Material for this exercise start

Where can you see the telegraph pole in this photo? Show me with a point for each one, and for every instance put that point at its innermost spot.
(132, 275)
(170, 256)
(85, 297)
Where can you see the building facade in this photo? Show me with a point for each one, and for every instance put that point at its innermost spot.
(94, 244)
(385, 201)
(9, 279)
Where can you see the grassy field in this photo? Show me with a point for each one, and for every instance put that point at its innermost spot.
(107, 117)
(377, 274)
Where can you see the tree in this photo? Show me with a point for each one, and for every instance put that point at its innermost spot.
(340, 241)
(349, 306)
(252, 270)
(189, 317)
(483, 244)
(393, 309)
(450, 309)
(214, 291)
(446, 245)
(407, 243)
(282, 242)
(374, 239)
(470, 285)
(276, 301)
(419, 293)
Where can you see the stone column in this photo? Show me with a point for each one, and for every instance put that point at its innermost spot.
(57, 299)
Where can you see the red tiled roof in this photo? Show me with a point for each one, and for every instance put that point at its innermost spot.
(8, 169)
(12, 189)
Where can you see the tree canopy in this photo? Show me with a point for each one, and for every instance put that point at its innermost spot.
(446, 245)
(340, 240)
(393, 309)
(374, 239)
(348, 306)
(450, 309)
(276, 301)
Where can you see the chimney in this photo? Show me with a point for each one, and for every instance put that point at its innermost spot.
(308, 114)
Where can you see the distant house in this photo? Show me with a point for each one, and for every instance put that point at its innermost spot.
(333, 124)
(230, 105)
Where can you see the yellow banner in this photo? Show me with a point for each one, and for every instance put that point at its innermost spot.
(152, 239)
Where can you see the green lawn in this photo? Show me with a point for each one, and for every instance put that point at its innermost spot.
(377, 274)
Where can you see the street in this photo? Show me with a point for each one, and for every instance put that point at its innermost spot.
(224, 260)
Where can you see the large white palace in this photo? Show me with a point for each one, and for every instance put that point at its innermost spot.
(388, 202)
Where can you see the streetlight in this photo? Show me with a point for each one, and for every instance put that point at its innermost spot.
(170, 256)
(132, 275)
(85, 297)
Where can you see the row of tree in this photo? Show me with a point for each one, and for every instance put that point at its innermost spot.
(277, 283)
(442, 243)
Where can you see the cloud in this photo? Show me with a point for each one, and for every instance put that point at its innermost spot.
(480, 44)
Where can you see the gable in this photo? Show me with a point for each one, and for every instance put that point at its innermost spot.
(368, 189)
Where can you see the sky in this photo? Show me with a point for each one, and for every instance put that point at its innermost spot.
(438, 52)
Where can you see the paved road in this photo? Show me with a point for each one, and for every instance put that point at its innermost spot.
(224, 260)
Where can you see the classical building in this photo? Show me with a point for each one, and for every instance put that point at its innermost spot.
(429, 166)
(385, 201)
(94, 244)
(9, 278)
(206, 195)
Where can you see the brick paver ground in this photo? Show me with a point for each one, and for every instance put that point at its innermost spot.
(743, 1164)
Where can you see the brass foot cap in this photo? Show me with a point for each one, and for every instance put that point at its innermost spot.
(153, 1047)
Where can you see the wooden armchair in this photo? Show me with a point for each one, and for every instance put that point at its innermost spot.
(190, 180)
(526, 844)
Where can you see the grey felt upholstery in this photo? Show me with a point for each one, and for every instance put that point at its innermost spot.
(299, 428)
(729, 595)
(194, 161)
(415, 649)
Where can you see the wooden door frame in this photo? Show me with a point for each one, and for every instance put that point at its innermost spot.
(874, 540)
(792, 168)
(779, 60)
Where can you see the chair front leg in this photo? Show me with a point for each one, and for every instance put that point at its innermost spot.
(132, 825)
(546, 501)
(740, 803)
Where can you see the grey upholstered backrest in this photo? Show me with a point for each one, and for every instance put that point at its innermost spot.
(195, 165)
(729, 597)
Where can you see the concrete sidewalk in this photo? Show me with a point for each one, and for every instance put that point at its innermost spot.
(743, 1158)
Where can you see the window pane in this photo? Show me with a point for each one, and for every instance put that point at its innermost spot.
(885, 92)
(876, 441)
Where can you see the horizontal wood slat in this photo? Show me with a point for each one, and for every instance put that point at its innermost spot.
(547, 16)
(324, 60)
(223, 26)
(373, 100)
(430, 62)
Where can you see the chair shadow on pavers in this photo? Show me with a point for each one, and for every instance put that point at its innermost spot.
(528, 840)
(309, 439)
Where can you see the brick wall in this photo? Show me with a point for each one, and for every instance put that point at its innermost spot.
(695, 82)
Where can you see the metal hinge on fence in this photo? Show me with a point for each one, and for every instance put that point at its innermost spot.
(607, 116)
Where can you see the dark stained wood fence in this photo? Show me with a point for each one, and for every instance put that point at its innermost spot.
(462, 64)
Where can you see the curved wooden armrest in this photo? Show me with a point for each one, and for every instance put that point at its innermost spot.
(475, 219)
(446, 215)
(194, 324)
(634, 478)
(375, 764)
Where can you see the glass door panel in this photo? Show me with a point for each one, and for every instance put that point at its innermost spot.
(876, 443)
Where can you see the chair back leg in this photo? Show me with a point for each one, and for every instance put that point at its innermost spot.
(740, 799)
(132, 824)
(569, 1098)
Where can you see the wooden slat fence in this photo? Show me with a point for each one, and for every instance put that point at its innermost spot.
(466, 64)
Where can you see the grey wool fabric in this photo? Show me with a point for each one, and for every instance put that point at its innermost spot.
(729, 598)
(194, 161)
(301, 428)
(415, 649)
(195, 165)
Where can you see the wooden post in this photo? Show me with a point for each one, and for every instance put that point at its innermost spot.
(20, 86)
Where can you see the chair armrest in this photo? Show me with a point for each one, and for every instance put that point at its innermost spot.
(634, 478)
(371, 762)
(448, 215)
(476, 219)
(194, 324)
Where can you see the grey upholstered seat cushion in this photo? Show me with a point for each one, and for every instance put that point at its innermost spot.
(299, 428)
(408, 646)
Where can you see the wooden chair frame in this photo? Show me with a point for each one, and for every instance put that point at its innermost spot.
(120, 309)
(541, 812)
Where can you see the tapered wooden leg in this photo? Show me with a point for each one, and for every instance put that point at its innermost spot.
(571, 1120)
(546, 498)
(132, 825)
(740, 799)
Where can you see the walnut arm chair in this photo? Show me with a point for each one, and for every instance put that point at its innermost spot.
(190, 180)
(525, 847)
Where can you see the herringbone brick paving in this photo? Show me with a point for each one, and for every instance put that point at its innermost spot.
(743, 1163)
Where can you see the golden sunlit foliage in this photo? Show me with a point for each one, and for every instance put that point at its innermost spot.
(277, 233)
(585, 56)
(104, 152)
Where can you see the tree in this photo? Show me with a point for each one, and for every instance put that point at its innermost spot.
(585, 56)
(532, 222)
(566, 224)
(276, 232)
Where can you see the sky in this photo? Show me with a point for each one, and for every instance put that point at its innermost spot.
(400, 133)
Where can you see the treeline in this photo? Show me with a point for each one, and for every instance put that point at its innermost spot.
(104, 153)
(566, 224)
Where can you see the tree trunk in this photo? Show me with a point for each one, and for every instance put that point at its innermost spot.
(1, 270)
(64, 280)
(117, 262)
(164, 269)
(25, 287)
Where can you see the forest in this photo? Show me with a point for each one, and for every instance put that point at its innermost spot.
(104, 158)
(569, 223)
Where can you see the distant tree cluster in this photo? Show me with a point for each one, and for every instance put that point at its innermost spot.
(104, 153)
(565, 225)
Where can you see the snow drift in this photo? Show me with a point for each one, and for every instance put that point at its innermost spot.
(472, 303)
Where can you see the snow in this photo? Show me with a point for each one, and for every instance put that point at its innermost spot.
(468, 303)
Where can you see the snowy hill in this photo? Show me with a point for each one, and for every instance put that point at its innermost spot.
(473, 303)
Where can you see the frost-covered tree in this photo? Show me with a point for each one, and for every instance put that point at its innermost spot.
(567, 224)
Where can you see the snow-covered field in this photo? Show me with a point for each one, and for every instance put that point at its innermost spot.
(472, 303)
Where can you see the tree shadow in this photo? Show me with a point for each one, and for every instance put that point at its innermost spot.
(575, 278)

Material for this exercise end

- [Aim] Convert everything in the records from the line containing "Where can you see the paved" down to the line containing "(153, 1047)" into a JSON list of strings, one string per line, leaving out blank lines. Include both of those lines and nothing outside them.

- [Problem solution]
[
  "Where can you see the paved road in this photo? Show me with a point for each one, and for every instance put that point at its innermost spot.",
  "(224, 260)",
  "Where can you see the classical building in this photo? Show me with a point for each one, and for every instance put that point at its innermost spot.",
  "(429, 166)",
  "(385, 201)",
  "(94, 244)",
  "(9, 278)",
  "(206, 195)",
  "Where can you see the brick paver ground in this photo? Show me with a point for each one, and for every instance put that point at its innermost spot.",
  "(743, 1164)",
  "Where can you see the brass foot cap in this photo? Show me with a point for each one, and for every instance put that point at its innermost spot.",
  "(153, 1047)"
]